> **Description of the task**
Can you return, word for word, the part of the decommissioning timeout thread that opens with the words containing "cluster = self.cluster" and closes with "cluster.populate(3).start()"?

> **Excerpt to read**
TestUpdateClusterLayout::test_simple_kill_node_while_decommissioning driver times out after waiting for 30 seconds when connecting the decomissioned server,about scylladb/scylladb

Comments (26)

tchaikov commented on May 30, 2024 1

thank you for pointing out this. fixed.

from scylladb.

tchaikov commented on May 30, 2024

1706764541750_update_cluster_layout_tests.py TestUpdateClusterLayout test_simple_kill_node_while_decommissioning.zip

from scylladb.

bhalevy commented on May 30, 2024

The issue description above got garbled due to missing `

from scylladb.

tchaikov commented on May 30, 2024

test_simple_decommission_node_while_query_info this time. see https://jenkins.scylladb.com/job/scylla-master/job/scylla-ci/6374/testReport/junit/update_cluster_layout_tests/TestUpdateClusterLayout/Tests___dtest___test_simple_decommission_node_while_query_info_2_/

from scylladb.

Annamikhlin commented on May 30, 2024

seen also on https://jenkins.scylladb.com/job/scylla-master/job/next/7193/testReport/junit/update_cluster_layout_tests/TestUpdateClusterLayout/Build___x86___dtest___test_simple_decommission_node_while_query_info_2_/

self = <update_cluster_layout_tests.TestUpdateClusterLayout object at 0x7f02a482d810>
rf = 2

    @pytest.mark.required_features("!consistent-topology-changes")
    @pytest.mark.parametrize("rf", [1, 2])
    def test_simple_decommission_node_while_query_info(self, rf):
        """
        Test decommissioning node streams all data
        1. Create a cluster with a three nodes with rf, insert data
        2. Decommission node, while node is decommissioning query data
        3. Check that the cluster returns all
        """
        cluster = self.cluster
        consistency = {1: ConsistencyLevel.ONE, 2: ConsistencyLevel.TWO}[rf]
    
        # Disable hinted handoff and set batch commit log so this doesn't
        # interfer with the test (this must be after the populate)
        cluster.set_configuration_options(values=self.default_config_options(), batch_commitlog=True)
        cluster.populate(3).start()
        node1, node2, node3 = cluster.nodelist()
    
        session = self.patient_cql_connection(node1)
        create_ks(session, "ks", rf)
        create_cf(session, "cf", read_repair=0.0, columns={"c1": "text", "c2": "text"})
    
        num_keys = 2000
        insert_c1c2(session, keys=range(num_keys), consistency=consistency)
    
        def run(stop_run):
            logger.debug("Background SELECT loop starting")

> **Source material**
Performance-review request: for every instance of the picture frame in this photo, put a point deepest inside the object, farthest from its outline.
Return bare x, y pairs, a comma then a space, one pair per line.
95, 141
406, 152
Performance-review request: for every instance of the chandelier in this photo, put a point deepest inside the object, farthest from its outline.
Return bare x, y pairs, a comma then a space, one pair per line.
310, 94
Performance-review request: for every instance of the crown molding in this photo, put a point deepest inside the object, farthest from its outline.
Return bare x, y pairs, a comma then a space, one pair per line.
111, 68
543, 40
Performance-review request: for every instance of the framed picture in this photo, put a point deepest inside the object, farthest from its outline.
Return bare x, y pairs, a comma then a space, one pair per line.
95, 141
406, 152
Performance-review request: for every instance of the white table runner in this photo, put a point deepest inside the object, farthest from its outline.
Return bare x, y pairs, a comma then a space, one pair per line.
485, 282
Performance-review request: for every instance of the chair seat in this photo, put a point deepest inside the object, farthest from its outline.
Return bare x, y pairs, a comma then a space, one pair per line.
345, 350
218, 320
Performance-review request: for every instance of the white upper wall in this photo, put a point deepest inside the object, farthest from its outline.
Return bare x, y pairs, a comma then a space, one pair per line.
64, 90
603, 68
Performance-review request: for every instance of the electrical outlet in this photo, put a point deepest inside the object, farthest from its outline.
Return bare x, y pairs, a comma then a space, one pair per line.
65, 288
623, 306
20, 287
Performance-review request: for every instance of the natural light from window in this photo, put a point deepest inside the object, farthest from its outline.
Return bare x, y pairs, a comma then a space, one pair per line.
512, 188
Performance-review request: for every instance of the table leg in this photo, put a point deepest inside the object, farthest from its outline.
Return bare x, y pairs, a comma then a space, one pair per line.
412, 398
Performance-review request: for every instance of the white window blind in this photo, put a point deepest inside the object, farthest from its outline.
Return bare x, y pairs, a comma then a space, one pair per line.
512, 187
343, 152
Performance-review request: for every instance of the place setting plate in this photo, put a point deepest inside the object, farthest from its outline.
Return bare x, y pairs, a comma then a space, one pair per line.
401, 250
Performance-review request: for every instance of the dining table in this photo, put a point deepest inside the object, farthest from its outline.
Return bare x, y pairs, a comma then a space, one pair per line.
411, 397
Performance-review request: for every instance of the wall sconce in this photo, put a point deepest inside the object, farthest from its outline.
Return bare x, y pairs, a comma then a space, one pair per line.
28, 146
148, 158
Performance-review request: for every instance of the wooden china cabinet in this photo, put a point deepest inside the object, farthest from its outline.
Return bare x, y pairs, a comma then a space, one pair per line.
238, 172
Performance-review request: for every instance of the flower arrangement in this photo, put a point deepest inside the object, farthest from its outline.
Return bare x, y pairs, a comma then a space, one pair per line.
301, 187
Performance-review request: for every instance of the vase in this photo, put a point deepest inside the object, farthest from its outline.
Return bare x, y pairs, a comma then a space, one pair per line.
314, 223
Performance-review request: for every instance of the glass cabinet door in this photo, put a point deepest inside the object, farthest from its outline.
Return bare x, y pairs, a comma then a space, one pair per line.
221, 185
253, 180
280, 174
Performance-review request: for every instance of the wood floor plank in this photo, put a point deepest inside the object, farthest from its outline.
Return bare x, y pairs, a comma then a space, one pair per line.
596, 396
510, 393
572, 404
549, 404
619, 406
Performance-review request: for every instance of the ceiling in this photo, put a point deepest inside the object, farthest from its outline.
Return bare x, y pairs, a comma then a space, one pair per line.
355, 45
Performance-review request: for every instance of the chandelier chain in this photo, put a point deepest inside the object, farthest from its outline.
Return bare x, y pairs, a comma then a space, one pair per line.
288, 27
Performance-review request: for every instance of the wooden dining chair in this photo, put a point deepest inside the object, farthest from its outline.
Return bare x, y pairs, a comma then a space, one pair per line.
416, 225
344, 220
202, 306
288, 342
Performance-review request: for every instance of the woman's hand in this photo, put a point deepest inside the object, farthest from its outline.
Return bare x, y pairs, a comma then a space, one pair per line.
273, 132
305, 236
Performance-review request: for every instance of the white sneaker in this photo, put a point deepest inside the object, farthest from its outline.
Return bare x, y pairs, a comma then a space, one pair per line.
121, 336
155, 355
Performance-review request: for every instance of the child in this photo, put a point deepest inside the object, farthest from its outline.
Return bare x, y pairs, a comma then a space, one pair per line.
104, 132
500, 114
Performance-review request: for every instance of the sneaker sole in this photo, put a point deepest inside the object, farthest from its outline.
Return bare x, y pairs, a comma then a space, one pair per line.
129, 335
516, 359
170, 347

> **Answer to the problem**
cluster = self.cluster
        consistency = {1: ConsistencyLevel.ONE, 2: ConsistencyLevel.TWO}[rf]
    
        # Disable hinted handoff and set batch commit log so this doesn't
        # interfer with the test (this must be after the populate)
        cluster.set_configuration_options(values=self.default_config_options(), batch_commitlog=True)
        cluster.populate(3).start()